Elsa Field

Academic Profile

I hold a First Class degree in Biological Sciences from Oxford University (June 2016). My undergraduate research project investigated the maintenance of cooperation in the legume-rhizobia symbiosis (Supervisor: Dr Lindsay Turnbull).
In summer 2015 I was awarded a British Society for Plant Pathology scholarship to work at the University of Exeter in collaboration with the Kunming Institute of Botany and CABI. My project focused on using a data-mining approach to test predictions from a model of crop pest and pathogen distributions in China. (Supervisors: Dr Dan Bebber and Prof Sarah Gurr).

I am a member of the British Ecological Society, the British Society for Plant Pathology and the Royal Forestry Society.

Current Research

Are more diverse forests more resilient to pathogen invasion?

The area of planted forests around the globe is on the increase. However, most of these plantations are monocultures, even though more diverse forests can show higher levels of productivity and other ecosystem functions. Mixed forests are also assumed to be more resilient to invasion by emerging pathogens. However, many questions about the mechanistic basis of this hypothesis have yet to be  resolved, and it is likely that the efficacy of using mixtures to control forest disease will be highly specific to the host and pathogen species under study.

**RECORDS PROVIDED**
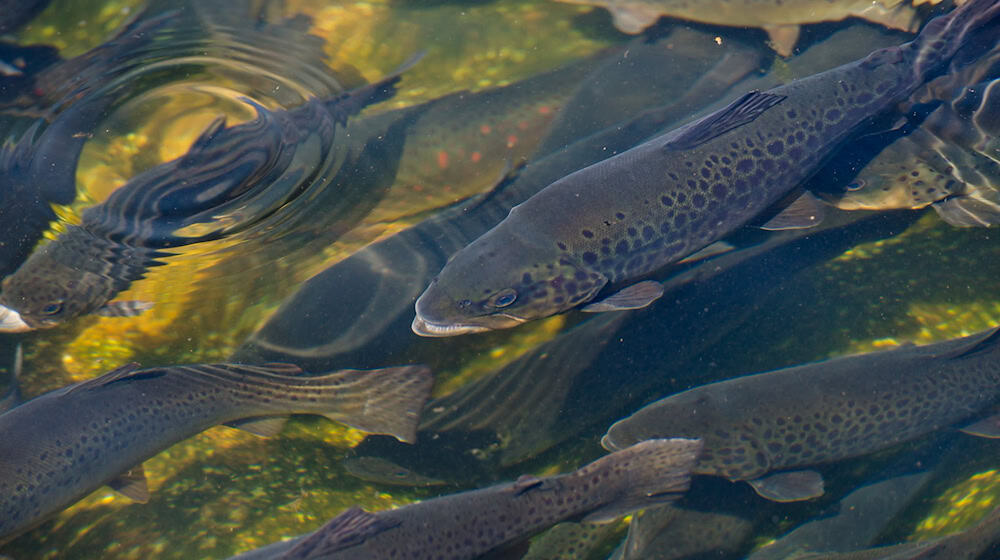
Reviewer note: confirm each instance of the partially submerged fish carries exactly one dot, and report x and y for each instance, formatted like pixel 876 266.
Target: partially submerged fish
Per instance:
pixel 62 445
pixel 469 524
pixel 588 239
pixel 83 269
pixel 779 18
pixel 766 428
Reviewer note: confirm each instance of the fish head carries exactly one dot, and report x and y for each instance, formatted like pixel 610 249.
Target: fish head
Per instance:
pixel 44 293
pixel 500 281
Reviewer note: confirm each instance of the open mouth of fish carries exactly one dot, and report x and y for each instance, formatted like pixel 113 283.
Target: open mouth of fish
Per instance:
pixel 423 327
pixel 11 321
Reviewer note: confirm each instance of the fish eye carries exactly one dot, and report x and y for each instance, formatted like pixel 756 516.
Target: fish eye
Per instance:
pixel 52 308
pixel 504 298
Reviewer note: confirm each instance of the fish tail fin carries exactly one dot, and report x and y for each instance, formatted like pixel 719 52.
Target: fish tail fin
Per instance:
pixel 352 102
pixel 381 401
pixel 943 36
pixel 652 472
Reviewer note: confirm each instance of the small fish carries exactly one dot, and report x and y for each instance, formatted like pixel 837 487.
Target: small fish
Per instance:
pixel 594 234
pixel 765 428
pixel 83 269
pixel 64 444
pixel 469 524
pixel 779 18
pixel 383 471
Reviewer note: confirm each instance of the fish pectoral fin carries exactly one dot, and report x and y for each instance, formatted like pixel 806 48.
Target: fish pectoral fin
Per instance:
pixel 123 308
pixel 792 486
pixel 968 211
pixel 783 38
pixel 132 484
pixel 738 113
pixel 804 212
pixel 987 427
pixel 715 249
pixel 635 296
pixel 263 426
pixel 351 528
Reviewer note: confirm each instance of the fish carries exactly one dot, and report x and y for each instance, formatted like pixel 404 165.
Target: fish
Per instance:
pixel 383 471
pixel 779 18
pixel 226 167
pixel 469 524
pixel 587 240
pixel 765 428
pixel 62 445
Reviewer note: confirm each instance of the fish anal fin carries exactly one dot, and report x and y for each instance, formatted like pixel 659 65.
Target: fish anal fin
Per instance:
pixel 738 113
pixel 132 484
pixel 986 342
pixel 805 212
pixel 123 308
pixel 783 38
pixel 792 486
pixel 635 296
pixel 715 249
pixel 988 427
pixel 264 426
pixel 350 528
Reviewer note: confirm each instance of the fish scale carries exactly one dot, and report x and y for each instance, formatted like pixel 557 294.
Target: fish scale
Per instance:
pixel 605 226
pixel 825 411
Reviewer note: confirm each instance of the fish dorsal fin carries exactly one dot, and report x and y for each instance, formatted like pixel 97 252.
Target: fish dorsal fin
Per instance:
pixel 264 426
pixel 348 529
pixel 116 374
pixel 132 484
pixel 792 486
pixel 805 212
pixel 635 296
pixel 988 341
pixel 123 308
pixel 740 112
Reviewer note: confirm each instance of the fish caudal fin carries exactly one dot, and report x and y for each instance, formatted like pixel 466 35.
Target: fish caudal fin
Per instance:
pixel 655 472
pixel 382 401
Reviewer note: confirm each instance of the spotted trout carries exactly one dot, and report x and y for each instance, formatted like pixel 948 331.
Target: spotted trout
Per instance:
pixel 60 446
pixel 765 428
pixel 589 238
pixel 470 524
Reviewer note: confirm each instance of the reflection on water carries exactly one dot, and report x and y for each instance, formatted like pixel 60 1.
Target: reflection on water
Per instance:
pixel 193 182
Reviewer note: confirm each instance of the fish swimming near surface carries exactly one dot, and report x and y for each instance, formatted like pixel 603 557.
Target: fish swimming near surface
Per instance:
pixel 228 170
pixel 779 18
pixel 588 239
pixel 64 444
pixel 470 524
pixel 766 428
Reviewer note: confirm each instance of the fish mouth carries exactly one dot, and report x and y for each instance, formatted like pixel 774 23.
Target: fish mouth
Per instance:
pixel 11 321
pixel 424 327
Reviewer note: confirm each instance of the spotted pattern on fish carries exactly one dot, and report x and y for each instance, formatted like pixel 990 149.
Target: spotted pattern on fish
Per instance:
pixel 60 446
pixel 826 411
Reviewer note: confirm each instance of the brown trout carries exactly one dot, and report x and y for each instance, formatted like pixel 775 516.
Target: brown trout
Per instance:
pixel 59 447
pixel 784 420
pixel 779 18
pixel 469 524
pixel 594 234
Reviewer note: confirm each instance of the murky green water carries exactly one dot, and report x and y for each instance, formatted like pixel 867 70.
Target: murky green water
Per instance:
pixel 501 85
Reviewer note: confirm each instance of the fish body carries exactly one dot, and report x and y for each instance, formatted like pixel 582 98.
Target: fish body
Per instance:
pixel 827 411
pixel 780 18
pixel 62 445
pixel 604 227
pixel 469 524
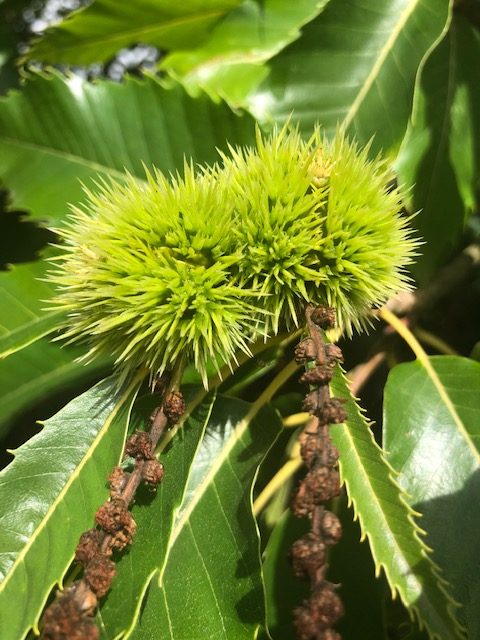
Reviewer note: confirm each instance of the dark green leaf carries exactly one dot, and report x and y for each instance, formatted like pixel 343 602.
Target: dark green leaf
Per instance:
pixel 59 132
pixel 439 158
pixel 23 297
pixel 97 32
pixel 350 565
pixel 432 433
pixel 387 521
pixel 229 62
pixel 354 65
pixel 203 575
pixel 12 33
pixel 49 495
pixel 41 369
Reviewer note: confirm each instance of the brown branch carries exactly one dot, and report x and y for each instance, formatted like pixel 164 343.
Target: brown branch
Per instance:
pixel 70 616
pixel 315 617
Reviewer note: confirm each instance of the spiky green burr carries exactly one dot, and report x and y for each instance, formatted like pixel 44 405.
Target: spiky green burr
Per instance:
pixel 204 264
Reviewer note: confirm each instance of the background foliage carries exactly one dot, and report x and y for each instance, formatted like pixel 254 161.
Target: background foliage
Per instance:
pixel 402 73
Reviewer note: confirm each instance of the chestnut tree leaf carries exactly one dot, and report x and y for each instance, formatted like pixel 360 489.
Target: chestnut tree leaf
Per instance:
pixel 95 33
pixel 439 158
pixel 60 132
pixel 388 522
pixel 354 65
pixel 57 133
pixel 49 495
pixel 230 61
pixel 199 574
pixel 432 434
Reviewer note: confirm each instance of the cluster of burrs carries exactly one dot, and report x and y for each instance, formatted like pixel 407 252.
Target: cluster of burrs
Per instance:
pixel 71 615
pixel 316 616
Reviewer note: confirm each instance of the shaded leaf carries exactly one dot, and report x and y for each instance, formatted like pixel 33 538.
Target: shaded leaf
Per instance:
pixel 97 32
pixel 387 521
pixel 12 33
pixel 440 155
pixel 432 433
pixel 229 62
pixel 205 582
pixel 59 132
pixel 350 565
pixel 23 296
pixel 49 495
pixel 41 369
pixel 154 515
pixel 355 65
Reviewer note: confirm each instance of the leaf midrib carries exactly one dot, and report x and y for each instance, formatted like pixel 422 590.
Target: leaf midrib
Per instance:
pixel 135 34
pixel 379 62
pixel 420 588
pixel 65 155
pixel 73 477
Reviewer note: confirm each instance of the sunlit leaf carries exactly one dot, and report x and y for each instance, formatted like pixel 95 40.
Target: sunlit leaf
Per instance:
pixel 96 32
pixel 388 522
pixel 203 574
pixel 354 65
pixel 439 158
pixel 49 495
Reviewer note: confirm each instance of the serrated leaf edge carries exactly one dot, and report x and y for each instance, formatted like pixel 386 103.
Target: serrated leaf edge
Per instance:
pixel 126 633
pixel 21 555
pixel 425 550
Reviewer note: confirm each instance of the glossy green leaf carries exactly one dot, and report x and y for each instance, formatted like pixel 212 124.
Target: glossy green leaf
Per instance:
pixel 23 297
pixel 229 62
pixel 40 370
pixel 59 132
pixel 49 495
pixel 350 565
pixel 11 34
pixel 56 133
pixel 154 515
pixel 440 155
pixel 387 520
pixel 203 575
pixel 432 433
pixel 97 32
pixel 355 65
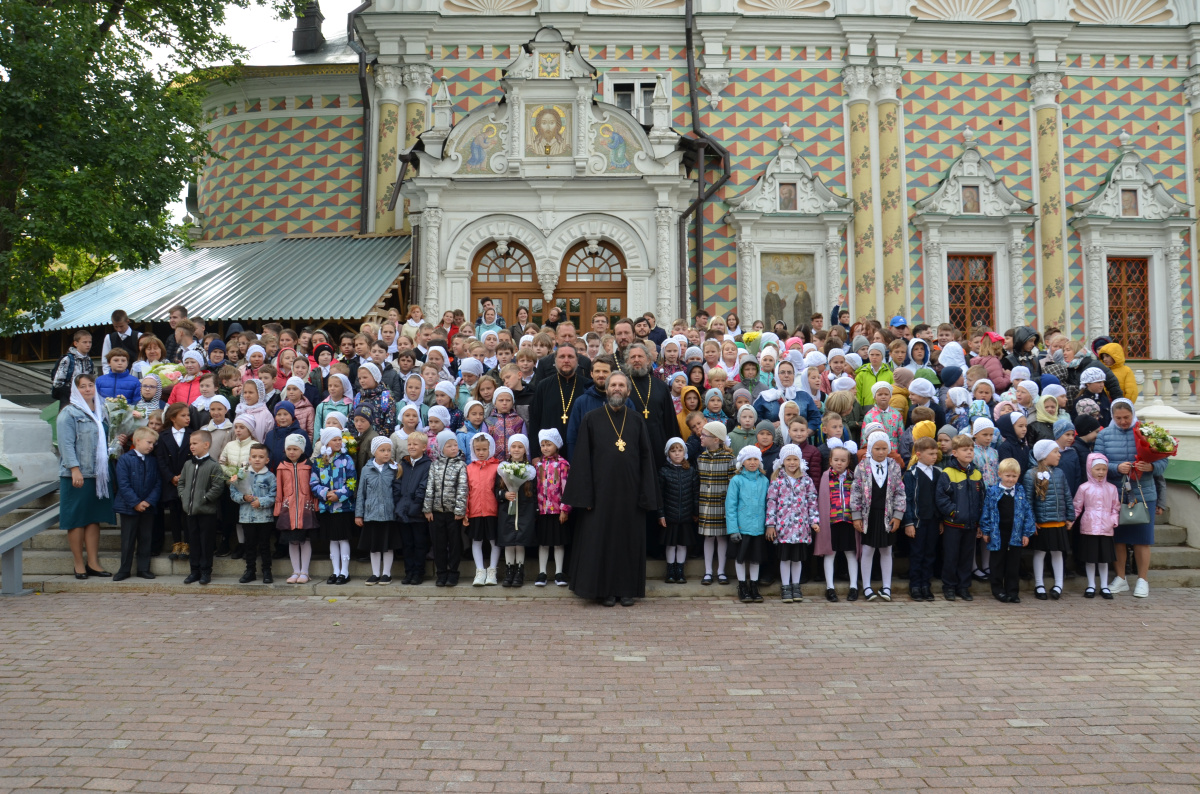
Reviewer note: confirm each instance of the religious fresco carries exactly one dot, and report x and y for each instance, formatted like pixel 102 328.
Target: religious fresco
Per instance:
pixel 549 131
pixel 789 282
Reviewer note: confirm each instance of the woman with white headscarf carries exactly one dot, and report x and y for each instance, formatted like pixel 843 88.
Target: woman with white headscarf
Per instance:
pixel 85 494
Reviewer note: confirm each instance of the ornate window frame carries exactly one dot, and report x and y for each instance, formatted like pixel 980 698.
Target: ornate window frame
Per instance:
pixel 997 229
pixel 816 227
pixel 1155 232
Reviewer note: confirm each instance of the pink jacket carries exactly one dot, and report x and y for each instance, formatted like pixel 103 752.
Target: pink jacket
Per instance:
pixel 996 373
pixel 1097 501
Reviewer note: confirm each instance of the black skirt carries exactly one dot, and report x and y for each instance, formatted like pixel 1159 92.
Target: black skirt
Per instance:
pixel 1097 548
pixel 1051 539
pixel 481 528
pixel 681 534
pixel 841 536
pixel 793 552
pixel 335 527
pixel 751 548
pixel 379 536
pixel 551 531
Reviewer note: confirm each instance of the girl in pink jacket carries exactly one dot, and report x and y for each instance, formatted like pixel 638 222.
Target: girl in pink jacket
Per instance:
pixel 1098 505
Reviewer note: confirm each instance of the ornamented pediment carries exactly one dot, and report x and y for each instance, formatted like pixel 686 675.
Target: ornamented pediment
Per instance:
pixel 971 188
pixel 1131 191
pixel 547 125
pixel 787 186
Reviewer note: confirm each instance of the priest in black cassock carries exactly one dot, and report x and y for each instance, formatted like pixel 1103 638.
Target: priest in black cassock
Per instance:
pixel 611 488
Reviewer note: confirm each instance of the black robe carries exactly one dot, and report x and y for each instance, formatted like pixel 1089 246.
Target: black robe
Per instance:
pixel 611 491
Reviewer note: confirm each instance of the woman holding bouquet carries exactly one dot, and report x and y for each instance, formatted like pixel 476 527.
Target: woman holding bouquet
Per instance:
pixel 1119 444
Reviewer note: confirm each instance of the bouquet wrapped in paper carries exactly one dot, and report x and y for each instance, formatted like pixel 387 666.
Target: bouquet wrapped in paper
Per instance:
pixel 120 422
pixel 1153 443
pixel 514 476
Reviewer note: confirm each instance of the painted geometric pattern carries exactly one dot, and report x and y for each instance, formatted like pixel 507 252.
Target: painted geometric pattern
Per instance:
pixel 939 106
pixel 292 175
pixel 1096 110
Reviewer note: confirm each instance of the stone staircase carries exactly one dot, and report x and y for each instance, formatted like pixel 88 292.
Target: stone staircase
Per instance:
pixel 48 569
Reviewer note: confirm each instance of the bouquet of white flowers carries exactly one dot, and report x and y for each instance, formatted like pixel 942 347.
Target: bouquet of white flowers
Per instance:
pixel 514 476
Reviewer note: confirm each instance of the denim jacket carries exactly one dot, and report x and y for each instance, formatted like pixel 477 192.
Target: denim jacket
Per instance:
pixel 262 485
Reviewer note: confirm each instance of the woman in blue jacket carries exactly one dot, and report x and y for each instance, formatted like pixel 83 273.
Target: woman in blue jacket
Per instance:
pixel 1116 443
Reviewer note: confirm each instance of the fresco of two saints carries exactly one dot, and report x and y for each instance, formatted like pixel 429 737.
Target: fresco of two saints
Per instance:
pixel 786 298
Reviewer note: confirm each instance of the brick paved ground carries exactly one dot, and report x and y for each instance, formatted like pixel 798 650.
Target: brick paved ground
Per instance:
pixel 217 693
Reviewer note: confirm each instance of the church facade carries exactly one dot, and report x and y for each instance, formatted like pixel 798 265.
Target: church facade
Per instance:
pixel 996 162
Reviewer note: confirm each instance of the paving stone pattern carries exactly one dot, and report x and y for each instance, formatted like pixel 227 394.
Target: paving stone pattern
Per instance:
pixel 205 693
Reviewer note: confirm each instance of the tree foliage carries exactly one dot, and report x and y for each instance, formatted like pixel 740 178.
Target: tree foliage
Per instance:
pixel 100 128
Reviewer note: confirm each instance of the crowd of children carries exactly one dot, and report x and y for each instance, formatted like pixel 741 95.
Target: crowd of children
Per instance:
pixel 851 444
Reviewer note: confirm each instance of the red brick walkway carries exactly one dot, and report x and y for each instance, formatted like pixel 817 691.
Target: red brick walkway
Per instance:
pixel 215 693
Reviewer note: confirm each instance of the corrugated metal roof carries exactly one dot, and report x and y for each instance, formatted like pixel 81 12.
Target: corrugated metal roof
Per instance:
pixel 279 278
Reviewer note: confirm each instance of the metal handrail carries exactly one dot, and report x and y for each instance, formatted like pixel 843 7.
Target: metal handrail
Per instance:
pixel 12 539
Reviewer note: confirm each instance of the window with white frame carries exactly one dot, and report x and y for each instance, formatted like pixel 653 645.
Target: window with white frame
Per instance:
pixel 634 91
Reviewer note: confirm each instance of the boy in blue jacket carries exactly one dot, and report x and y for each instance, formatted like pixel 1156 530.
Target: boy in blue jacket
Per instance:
pixel 138 488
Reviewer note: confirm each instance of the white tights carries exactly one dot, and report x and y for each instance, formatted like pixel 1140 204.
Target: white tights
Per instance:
pixel 741 569
pixel 868 563
pixel 559 552
pixel 721 545
pixel 340 555
pixel 677 554
pixel 300 554
pixel 381 563
pixel 1090 567
pixel 851 563
pixel 477 551
pixel 1039 560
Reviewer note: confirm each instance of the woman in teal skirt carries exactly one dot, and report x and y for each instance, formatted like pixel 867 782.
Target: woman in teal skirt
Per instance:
pixel 85 481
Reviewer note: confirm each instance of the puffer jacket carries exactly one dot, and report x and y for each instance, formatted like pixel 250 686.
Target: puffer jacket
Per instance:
pixel 408 489
pixel 373 500
pixel 447 489
pixel 1119 446
pixel 681 493
pixel 1097 503
pixel 1057 505
pixel 1023 517
pixel 262 485
pixel 745 504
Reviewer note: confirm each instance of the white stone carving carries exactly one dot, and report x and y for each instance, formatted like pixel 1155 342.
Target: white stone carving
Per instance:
pixel 1123 12
pixel 971 169
pixel 965 10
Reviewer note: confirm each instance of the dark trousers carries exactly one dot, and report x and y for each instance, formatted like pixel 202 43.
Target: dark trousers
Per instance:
pixel 447 533
pixel 922 551
pixel 414 543
pixel 958 557
pixel 136 531
pixel 202 542
pixel 1006 566
pixel 258 543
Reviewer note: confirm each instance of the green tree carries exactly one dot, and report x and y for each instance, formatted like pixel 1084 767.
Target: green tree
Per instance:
pixel 100 128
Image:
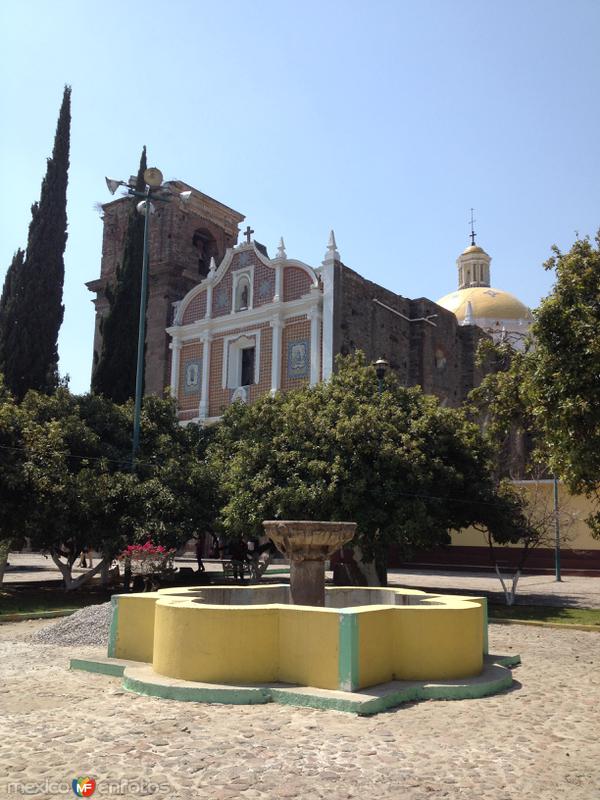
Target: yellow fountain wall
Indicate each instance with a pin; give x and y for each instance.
(441, 639)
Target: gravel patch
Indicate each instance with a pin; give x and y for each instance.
(87, 627)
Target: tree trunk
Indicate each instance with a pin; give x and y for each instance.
(4, 551)
(66, 567)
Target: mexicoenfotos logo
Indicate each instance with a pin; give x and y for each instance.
(84, 787)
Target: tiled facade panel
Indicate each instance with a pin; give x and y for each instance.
(222, 297)
(196, 309)
(189, 400)
(296, 329)
(263, 288)
(296, 283)
(217, 396)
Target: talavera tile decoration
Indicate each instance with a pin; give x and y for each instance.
(192, 375)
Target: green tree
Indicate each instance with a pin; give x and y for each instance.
(502, 405)
(77, 490)
(114, 374)
(403, 468)
(565, 385)
(31, 309)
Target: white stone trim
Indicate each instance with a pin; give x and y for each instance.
(229, 353)
(245, 272)
(315, 346)
(277, 326)
(175, 347)
(327, 276)
(205, 387)
(255, 316)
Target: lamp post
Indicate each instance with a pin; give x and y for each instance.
(381, 366)
(155, 190)
(557, 575)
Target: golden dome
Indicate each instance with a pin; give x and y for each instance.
(473, 248)
(486, 303)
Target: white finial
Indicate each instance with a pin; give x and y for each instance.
(469, 318)
(332, 253)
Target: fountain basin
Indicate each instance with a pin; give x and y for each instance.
(251, 635)
(308, 544)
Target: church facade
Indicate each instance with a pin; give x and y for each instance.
(228, 323)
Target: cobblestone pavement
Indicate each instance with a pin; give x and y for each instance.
(537, 742)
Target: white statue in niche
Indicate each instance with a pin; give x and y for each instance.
(192, 375)
(242, 294)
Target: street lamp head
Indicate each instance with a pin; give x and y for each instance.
(141, 208)
(153, 177)
(113, 185)
(381, 366)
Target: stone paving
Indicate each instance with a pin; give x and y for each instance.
(537, 742)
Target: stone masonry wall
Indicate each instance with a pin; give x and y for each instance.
(439, 358)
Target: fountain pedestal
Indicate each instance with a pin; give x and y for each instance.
(308, 545)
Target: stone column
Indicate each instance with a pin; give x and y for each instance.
(276, 328)
(307, 545)
(205, 388)
(175, 347)
(278, 293)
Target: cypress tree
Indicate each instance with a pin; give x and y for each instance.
(31, 309)
(114, 376)
(8, 301)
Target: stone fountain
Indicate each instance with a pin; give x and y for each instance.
(308, 545)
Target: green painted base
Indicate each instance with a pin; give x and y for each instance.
(141, 679)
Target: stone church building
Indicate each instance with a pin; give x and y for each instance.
(227, 322)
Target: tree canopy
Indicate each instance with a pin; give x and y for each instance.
(31, 309)
(565, 368)
(66, 473)
(402, 467)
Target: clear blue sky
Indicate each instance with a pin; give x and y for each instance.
(385, 120)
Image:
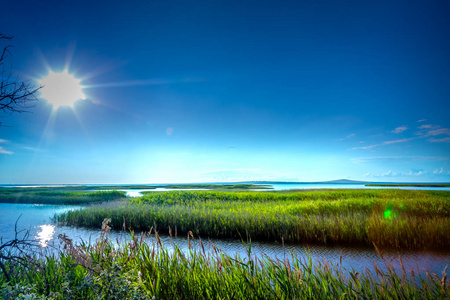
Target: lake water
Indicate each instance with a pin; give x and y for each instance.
(37, 219)
(294, 186)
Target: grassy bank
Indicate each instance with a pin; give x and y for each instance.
(389, 218)
(411, 184)
(52, 197)
(136, 270)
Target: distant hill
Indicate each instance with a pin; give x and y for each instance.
(341, 181)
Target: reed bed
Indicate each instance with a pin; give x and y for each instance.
(67, 198)
(390, 218)
(137, 270)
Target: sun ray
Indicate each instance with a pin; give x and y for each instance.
(61, 88)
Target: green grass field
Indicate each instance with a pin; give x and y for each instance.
(389, 218)
(135, 270)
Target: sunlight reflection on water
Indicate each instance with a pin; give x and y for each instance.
(45, 234)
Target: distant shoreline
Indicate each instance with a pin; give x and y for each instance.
(411, 184)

**WHAT YOU WILL DO**
Please continue Elsa Field's academic profile from the point where it ends, carrying on its discussion of whether more diverse forests resist pathogen invasion.

**RESPONSE**
My research project will utilise the TreeDivNet network of global forest diversity experiments (http://www.treedivnet.ugent.be) to investigate the resilience of planted forests to emerging pathogens. I will focus both on quantifying overall relationships between forest diversity and pathogen severity, as well as understanding the ecological mechanisms underpinning these relationships.
In particular, I will use Oak Powdery Mildew (caused by Erysiphe sp.) as a model pathogen to test hypotheses about the effects of tree diversity on pathogen invasion, and potential interactions with abiotic factors such as drought.

"Oak Powdery Mildew - What's all the fuss?" Blog post for Observatree (July 2017)

http://www.observatree.org.uk/oak-powdery-mildew/

 

Publications

Westhoek, A, Field, E., Rehling, F., Mulley, G., Webb, I., Poole, P. and Turnbull, L. (2017). Policing the Legume-Rhizobium Symbiosis: A Critical Test of Partner Choice. Nature Scientific Reports 7 (1): 1419. doi:10.1038/s41598-017-01634-2.

Field, E., Castagneyrol, B., Gibbs, M., Jactel, H., Barsoum, N., Schönrogge, K. and Hector, A., 2020. Associational resistance to both insect and pathogen damage in mixed forests is modulated by tree neighbour identity and drought. Journal of Ecology. (in press)

Field, E., Schönrogge, K., Barsoum, N., Hector, A., & Gibbs, M. (2019). Individual tree traits shape insect and disease damage on oak in a climate‐matching tree diversity experiment. Ecology and Evolution 9 (15): 8524–8540.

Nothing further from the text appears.